Check each statement against the damping text below: (a) in metals, the modulus of elasticity can be modeled as a constant; (b) for viscoelastic materials under random forcing, the constant modulus assumption always holds; (c) finite element analysis grew popular in the 1960s. Give yes or no for each, quoting the words of the damping text that decide it.

### Supplied text
--- Begin ---

Accurately modeling damping in engineering structures has plagued scientist and engineers for decades. The integration of viscoelastic materials into engineering structures can reduce undesired vibrations and serve as an effective passive control mechanism. Various techniques have been developed to model viscoelastic materials. The growing popularity of finite element analysis in the 1980s and 1990s spawned new techniques for modeling damping in complex structures. The technique defined in this dissertation can be incorporated into finite element models.

In metals, the modulus of elasticity can be modeled as a constant. That is, the modulus of elasticity is not treated as a function of frequency in dynamic models. For viscoelastic materials, the modulus of elasticity can be assumed to be constant for static forces and sinusoidal forcing functions. However, when viscoelastic materials undergo excitations from a random or transient forcing function the constant modulus of elasticity assumption may not be valid. This is because the second order equation of motion has non-constant coefficients or coefficients that vary as a function of frequency.

--- End ---

### Data segment
--- Begin ---

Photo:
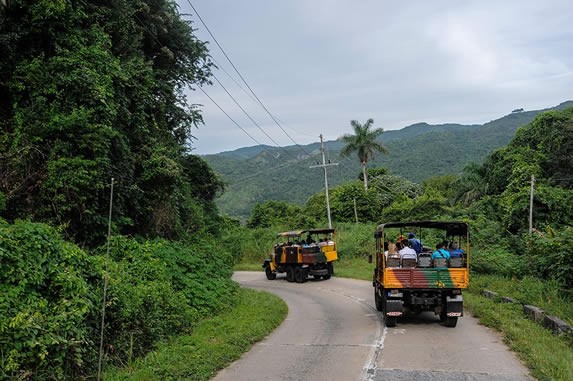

--- End ---

### Output for this task
(a) Yes: "In metals, the modulus of elasticity can be modeled as a constant."
(b) No: "when viscoelastic materials undergo excitations from a random or transient forcing function the constant modulus of elasticity assumption may not be valid."
(c) No: "The growing popularity of finite element analysis in the 1980s and 1990s spawned new techniques for modeling damping in complex structures."